Requirement
No output is needed beyond the number of lines in the listing that contain the word "surface".

Recorded data
·····

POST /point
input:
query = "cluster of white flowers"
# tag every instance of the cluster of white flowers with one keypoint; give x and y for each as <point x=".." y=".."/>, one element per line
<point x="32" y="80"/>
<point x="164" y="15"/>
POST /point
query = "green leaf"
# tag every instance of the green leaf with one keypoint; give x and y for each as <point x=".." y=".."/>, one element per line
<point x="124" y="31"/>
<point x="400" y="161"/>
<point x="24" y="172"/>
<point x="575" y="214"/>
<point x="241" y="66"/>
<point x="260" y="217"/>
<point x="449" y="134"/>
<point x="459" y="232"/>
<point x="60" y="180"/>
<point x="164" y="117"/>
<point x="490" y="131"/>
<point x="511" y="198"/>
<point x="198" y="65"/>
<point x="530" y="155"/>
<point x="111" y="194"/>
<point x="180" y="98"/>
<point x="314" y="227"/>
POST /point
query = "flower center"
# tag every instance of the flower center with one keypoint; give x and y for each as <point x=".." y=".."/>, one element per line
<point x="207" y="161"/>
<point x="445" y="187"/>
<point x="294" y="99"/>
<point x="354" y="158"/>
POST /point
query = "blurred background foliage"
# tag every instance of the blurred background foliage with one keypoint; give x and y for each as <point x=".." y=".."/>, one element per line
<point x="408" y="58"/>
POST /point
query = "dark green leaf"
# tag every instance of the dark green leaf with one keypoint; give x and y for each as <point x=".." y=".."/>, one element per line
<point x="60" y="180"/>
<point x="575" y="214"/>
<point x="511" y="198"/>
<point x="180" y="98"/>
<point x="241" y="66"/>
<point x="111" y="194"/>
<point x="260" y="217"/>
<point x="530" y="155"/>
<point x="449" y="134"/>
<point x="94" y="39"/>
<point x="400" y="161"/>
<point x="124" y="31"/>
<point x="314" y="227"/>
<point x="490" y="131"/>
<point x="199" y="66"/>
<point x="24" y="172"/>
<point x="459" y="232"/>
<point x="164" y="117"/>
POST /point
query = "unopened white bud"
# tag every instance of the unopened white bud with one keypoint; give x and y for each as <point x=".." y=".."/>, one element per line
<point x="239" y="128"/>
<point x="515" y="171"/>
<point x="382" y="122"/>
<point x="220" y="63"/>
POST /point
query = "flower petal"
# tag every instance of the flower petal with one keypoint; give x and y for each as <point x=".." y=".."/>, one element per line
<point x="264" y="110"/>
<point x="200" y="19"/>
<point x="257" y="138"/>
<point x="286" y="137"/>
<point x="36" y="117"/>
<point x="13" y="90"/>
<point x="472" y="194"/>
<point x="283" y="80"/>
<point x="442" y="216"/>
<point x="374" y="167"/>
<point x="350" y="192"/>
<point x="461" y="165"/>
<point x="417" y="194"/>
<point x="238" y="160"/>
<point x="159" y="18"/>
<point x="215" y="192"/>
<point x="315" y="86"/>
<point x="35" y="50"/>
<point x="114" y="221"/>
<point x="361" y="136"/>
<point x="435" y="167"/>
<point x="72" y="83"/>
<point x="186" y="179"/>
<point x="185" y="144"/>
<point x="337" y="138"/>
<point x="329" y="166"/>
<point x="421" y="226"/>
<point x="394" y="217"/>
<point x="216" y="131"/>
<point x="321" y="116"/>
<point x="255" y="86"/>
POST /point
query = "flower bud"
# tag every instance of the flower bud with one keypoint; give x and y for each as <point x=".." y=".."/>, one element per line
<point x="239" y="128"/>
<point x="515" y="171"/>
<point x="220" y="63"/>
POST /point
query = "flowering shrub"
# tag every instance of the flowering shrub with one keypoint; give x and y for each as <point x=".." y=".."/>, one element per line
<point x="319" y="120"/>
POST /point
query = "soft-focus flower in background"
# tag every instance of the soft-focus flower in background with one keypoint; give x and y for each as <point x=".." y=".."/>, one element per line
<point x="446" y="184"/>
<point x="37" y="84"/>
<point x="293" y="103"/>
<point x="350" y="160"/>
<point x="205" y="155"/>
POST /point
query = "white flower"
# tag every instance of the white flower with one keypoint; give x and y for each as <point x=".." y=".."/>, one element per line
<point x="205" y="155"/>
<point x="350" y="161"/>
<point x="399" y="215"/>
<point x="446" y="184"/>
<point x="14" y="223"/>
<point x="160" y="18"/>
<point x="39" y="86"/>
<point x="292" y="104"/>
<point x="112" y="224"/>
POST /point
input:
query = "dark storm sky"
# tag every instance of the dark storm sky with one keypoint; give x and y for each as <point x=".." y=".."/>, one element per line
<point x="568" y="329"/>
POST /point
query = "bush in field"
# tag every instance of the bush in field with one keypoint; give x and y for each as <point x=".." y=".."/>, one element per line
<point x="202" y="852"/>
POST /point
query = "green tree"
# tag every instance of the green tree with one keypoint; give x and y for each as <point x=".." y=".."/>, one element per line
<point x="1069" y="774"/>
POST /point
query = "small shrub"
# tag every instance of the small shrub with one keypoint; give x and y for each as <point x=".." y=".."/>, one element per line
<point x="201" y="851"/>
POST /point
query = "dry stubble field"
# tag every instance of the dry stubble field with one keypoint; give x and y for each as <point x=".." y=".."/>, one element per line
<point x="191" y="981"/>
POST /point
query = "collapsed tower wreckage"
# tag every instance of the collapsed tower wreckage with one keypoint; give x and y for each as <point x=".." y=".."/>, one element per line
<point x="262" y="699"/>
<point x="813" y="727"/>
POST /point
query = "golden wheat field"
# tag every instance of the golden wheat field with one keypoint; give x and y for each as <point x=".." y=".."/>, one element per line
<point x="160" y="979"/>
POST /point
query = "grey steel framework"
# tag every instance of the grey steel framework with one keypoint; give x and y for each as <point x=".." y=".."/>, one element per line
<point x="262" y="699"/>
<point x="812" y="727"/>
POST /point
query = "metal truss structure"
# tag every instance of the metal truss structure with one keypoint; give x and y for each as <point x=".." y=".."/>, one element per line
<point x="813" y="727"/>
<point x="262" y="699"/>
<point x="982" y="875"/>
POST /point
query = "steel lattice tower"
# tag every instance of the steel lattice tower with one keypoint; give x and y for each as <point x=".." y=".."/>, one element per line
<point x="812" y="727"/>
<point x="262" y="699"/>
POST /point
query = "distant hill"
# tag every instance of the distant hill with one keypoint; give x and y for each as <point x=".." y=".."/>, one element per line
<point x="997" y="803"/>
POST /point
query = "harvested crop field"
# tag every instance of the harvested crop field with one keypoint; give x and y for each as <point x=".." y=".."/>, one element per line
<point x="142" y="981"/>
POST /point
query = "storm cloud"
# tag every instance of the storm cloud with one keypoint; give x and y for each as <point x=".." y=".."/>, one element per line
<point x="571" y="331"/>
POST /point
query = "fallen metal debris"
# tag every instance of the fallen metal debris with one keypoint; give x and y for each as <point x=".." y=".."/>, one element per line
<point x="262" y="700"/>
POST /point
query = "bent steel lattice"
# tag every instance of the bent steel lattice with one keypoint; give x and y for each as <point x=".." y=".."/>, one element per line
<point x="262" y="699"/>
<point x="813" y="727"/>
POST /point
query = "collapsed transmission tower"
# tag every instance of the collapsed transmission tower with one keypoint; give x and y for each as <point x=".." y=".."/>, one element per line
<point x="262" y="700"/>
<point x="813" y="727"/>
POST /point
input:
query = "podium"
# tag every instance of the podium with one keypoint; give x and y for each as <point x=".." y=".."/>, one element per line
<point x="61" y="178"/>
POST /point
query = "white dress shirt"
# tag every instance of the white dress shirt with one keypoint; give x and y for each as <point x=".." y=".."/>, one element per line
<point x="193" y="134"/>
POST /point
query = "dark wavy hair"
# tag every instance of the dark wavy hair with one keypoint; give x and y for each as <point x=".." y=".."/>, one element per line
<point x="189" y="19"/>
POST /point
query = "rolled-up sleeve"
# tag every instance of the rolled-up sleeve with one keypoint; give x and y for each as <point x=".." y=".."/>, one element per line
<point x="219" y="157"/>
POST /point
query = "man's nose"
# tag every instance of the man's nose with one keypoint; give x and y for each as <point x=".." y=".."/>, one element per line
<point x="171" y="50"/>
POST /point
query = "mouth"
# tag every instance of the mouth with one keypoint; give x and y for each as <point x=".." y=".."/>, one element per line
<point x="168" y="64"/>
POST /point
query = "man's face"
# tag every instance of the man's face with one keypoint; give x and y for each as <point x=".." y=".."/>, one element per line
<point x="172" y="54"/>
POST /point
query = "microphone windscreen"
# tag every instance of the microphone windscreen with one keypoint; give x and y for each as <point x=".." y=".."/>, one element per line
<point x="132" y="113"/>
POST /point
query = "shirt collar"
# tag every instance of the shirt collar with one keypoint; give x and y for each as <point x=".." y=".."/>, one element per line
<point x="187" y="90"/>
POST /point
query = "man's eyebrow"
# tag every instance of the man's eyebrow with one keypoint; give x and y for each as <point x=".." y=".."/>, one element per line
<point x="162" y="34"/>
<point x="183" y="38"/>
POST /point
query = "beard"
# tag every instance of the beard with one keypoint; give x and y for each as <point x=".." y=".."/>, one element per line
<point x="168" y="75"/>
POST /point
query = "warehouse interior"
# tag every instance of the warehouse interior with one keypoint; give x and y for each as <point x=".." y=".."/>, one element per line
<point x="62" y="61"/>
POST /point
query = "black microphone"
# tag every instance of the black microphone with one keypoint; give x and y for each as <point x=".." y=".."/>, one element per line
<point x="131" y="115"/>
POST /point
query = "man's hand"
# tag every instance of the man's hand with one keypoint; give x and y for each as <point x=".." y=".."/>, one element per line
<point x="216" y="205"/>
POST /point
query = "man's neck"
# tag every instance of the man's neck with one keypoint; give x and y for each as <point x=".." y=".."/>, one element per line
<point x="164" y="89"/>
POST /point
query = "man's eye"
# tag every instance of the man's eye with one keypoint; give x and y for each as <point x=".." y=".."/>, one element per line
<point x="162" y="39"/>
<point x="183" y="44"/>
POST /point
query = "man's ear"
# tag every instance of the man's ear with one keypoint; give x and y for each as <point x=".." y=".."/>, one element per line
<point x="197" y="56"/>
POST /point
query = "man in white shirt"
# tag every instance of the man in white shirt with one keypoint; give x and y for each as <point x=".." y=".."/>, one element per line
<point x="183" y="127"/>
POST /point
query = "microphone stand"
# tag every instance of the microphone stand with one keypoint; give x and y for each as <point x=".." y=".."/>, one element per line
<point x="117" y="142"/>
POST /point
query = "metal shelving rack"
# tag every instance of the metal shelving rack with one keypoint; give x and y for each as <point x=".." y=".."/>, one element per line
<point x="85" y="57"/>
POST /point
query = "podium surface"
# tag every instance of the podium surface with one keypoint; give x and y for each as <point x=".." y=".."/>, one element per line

·····

Solution to the problem
2